**Exercise goal**
Could you write out the records below exactly as they appear, leaving out any pictures?

▶

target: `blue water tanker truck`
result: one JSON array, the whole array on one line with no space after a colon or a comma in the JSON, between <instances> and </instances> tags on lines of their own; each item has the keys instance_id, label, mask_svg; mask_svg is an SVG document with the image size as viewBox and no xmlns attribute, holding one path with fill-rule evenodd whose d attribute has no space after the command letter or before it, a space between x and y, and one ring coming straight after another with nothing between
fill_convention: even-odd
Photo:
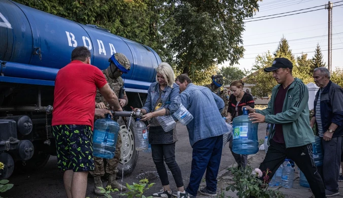
<instances>
[{"instance_id":1,"label":"blue water tanker truck","mask_svg":"<svg viewBox=\"0 0 343 198\"><path fill-rule=\"evenodd\" d=\"M151 48L96 25L0 1L0 161L5 165L0 179L17 169L39 169L56 155L51 126L54 80L79 46L89 49L91 64L100 70L109 66L113 53L125 54L131 70L122 76L129 100L124 111L142 107L161 62ZM118 167L125 175L134 169L139 154L131 133L134 121L128 126L126 118L118 120L122 138L127 138Z\"/></svg>"}]
</instances>

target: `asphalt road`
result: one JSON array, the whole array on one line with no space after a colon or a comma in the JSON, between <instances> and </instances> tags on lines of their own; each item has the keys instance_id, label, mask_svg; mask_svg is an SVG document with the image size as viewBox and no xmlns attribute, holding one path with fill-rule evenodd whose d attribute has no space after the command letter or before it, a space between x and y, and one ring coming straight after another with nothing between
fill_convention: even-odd
<instances>
[{"instance_id":1,"label":"asphalt road","mask_svg":"<svg viewBox=\"0 0 343 198\"><path fill-rule=\"evenodd\" d=\"M259 139L264 139L265 131L265 124L259 125ZM178 138L176 143L176 160L182 172L184 183L187 187L189 181L191 164L192 161L192 148L189 144L187 128L180 123L177 126ZM261 135L262 134L262 135ZM222 171L234 162L234 159L231 154L228 144L223 150L222 159L219 171ZM56 156L51 156L47 165L42 170L34 172L14 174L9 178L10 183L14 186L0 195L5 197L66 197L63 183L63 172L57 167ZM168 169L167 168L167 170ZM170 172L169 180L172 190L177 190L175 182ZM137 165L131 174L123 179L123 183L132 184L138 183L144 178L149 179L150 182L155 183L151 188L144 193L149 196L152 193L159 191L162 186L157 174L155 164L151 157L151 154L140 152ZM121 182L119 179L118 182ZM103 179L105 185L107 181ZM93 192L94 182L91 176L88 177L87 196L90 197L102 197L95 195ZM119 193L112 193L113 197L120 197Z\"/></svg>"}]
</instances>

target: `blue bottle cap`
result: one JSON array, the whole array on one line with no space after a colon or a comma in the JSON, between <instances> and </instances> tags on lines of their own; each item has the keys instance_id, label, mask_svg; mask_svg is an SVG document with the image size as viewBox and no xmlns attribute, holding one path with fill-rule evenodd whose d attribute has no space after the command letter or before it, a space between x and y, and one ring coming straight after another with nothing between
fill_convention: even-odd
<instances>
[{"instance_id":1,"label":"blue bottle cap","mask_svg":"<svg viewBox=\"0 0 343 198\"><path fill-rule=\"evenodd\" d=\"M247 110L246 108L243 108L243 115L248 115L248 110Z\"/></svg>"}]
</instances>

◀

**Problem solution**
target: `blue water tanker truck`
result: one JSON array, the whole array on one line with no space after a colon or a comma in the JSON, between <instances> and </instances> tags on lines of their own; each item has the keys instance_id, label, mask_svg; mask_svg is an SVG document with the image size as viewBox and no xmlns attribute, holding one path with fill-rule evenodd whose d attribute has no space after the command letter or before it, a space between x and y, and one ring coming straight after another with nothing between
fill_convention: even-odd
Photo:
<instances>
[{"instance_id":1,"label":"blue water tanker truck","mask_svg":"<svg viewBox=\"0 0 343 198\"><path fill-rule=\"evenodd\" d=\"M151 48L96 25L0 1L0 161L5 165L0 179L17 169L39 169L56 155L51 126L54 80L79 46L89 49L91 64L100 70L109 66L113 53L125 54L131 70L122 76L129 100L124 111L142 107L161 62ZM118 167L125 175L134 169L139 154L131 133L134 121L128 126L126 118L118 120L122 138L127 138Z\"/></svg>"}]
</instances>

target: `asphalt road`
result: one JSON array, the whole array on one line with no space after a colon or a comma in the JSON, between <instances> and </instances> tags on lines of their own; each item has the keys instance_id, label, mask_svg; mask_svg is an SVG document with the image size as viewBox and no xmlns attribute, holding one path with fill-rule evenodd whose d attribute has no space after the command letter or before it, a space between x and y, and one ring coming straight after another with nothing between
fill_convention: even-odd
<instances>
[{"instance_id":1,"label":"asphalt road","mask_svg":"<svg viewBox=\"0 0 343 198\"><path fill-rule=\"evenodd\" d=\"M259 139L264 139L265 131L265 124L259 125ZM178 138L176 143L176 160L182 172L184 183L187 187L189 181L191 164L192 161L192 148L189 144L187 128L180 123L177 126ZM261 135L262 134L262 135ZM222 171L234 162L234 159L231 154L228 144L223 150L222 159L219 171ZM56 156L51 156L47 165L42 170L34 172L14 174L9 178L10 183L14 186L0 195L5 197L66 197L63 183L63 172L57 167ZM168 169L167 168L167 170ZM170 172L169 180L172 190L177 190L175 182ZM137 165L131 174L123 179L123 183L132 184L138 183L144 178L149 179L150 182L155 183L151 188L144 193L149 196L152 193L159 191L162 186L157 174L155 164L151 157L151 154L140 152ZM121 182L119 179L118 182ZM103 179L105 185L107 181ZM93 192L94 182L91 176L88 177L87 196L90 197L102 197L95 195ZM119 193L112 193L113 197L120 197Z\"/></svg>"}]
</instances>

target: `blue bottle cap`
result: one JSON array, the whole array on one line with no space after a colon or a comma in the JSON, between <instances> and </instances> tags on lines of their own; each item has the keys instance_id, label, mask_svg; mask_svg is an SVG document with the image size as viewBox and no xmlns attribute, holding one path with fill-rule evenodd whose d attribute has no space after the command letter or before it, a space between x and y, and one ring coming straight after another with nothing between
fill_convention: even-odd
<instances>
[{"instance_id":1,"label":"blue bottle cap","mask_svg":"<svg viewBox=\"0 0 343 198\"><path fill-rule=\"evenodd\" d=\"M247 110L246 108L243 108L243 115L248 115L248 110Z\"/></svg>"}]
</instances>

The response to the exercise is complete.